— START OF Entries provided —
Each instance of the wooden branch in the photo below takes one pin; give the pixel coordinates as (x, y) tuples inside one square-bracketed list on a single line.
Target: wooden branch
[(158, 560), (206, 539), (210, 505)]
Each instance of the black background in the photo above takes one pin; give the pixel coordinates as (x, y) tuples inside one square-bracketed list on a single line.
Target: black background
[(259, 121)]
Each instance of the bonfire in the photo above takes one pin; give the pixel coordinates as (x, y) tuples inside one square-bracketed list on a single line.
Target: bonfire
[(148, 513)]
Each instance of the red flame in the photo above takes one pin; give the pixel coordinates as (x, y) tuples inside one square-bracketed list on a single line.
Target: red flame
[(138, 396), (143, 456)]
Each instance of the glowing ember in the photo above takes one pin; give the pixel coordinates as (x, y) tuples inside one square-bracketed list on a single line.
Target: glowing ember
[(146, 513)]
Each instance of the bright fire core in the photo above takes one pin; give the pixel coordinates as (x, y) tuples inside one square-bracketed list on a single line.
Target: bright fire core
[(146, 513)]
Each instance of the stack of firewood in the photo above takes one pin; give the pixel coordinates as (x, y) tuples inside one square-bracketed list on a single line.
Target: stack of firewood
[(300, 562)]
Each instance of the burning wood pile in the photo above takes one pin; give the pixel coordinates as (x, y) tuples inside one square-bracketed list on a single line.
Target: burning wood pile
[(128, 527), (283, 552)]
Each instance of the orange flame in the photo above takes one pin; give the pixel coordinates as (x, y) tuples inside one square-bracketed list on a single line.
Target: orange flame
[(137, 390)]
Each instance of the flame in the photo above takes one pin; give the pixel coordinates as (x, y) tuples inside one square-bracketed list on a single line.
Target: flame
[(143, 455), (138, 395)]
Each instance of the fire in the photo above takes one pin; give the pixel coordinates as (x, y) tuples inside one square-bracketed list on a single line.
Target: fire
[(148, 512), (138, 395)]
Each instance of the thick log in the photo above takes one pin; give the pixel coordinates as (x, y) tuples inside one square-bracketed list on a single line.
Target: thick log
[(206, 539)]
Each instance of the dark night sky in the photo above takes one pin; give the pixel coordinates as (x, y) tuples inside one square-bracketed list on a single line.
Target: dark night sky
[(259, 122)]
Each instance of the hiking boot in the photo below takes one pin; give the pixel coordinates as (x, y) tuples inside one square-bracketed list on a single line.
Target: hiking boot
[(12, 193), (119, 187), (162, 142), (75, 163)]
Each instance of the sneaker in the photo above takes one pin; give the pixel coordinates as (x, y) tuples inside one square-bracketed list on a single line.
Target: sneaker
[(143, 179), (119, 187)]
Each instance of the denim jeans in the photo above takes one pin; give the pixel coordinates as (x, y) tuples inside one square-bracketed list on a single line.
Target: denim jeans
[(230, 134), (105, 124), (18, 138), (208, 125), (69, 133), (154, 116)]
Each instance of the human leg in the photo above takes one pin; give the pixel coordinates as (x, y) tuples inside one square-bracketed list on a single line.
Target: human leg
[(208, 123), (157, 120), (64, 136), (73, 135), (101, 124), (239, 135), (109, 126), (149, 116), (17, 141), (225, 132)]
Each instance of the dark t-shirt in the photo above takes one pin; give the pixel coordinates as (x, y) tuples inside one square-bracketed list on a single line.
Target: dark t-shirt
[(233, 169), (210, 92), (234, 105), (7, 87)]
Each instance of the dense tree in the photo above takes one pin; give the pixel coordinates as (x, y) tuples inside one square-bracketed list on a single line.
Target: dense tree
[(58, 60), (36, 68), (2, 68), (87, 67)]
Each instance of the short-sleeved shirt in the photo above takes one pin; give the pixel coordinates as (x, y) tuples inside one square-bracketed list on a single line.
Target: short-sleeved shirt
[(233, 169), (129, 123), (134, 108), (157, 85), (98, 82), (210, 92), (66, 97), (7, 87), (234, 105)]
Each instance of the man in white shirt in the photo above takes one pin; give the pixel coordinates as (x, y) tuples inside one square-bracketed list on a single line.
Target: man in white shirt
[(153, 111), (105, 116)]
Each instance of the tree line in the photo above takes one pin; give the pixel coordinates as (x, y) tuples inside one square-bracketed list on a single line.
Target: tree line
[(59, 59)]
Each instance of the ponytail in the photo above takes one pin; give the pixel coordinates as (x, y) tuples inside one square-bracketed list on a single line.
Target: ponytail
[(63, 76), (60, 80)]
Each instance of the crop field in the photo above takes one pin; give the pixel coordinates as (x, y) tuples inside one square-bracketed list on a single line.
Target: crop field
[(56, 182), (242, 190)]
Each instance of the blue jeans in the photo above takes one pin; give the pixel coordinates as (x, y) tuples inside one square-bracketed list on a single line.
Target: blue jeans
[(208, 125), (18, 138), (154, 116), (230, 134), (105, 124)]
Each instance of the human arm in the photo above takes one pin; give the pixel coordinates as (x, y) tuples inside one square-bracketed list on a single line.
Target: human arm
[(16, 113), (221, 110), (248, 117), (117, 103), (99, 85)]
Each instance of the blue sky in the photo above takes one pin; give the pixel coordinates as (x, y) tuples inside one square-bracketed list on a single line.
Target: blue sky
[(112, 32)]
— END OF Entries provided —
▸ Problem
Reproduce every line of the data above, from its start through the line containing "[(128, 527), (283, 552)]", and move each point by adding 87 to both its x and y coordinates.

▸ Result for this exercise
Each instance of the wooden branch in the photo below takes one pin; give the pixel coordinates as (x, y) tuples inside one square-bracketed list on a single line.
Target: wooden branch
[(245, 647), (293, 626), (297, 592)]
Each instance of the black background in the photo above takes one pin; give the pixel coordinates as (x, y) tuples inside one square-bracketed list on a single line.
Target: black background
[(346, 208)]
Each instance of the bonfire in the photo above takes one pin; give the pixel coordinates as (x, y) tuples inside one square-bracketed list on a single line.
Target: bonfire
[(235, 600)]
Each instance of the red flame in the photo above takes one pin; give the pixel coordinates as (x, y) tuples inside one square-bracketed list on a single line.
Target: red flame
[(225, 483), (230, 543)]
Each instance of the glowing ember in the photo above takes one pin; give the pixel coordinates as (x, y) tuples inside one square-bracketed list on a single line.
Target: glowing ember
[(233, 600)]
Each instance of the bright fire core in the photo above takes one pin; give the pixel coordinates as (x, y) tuples inside one square-bracketed list on a single line.
Target: bright fire core
[(233, 600)]
Each instance of the stack of firewood in the photo above takes one pin; give the pixel coordinates as (x, y) tuples inside one square-bracketed list on a single line.
Target: stack of firewood
[(387, 649)]
Each instance of the burning wood pile in the photo above takes one pin; give the pixel coordinates as (x, y) tuples inside one square-bracketed list on a single line.
Target: burning wood pile
[(215, 614), (370, 639)]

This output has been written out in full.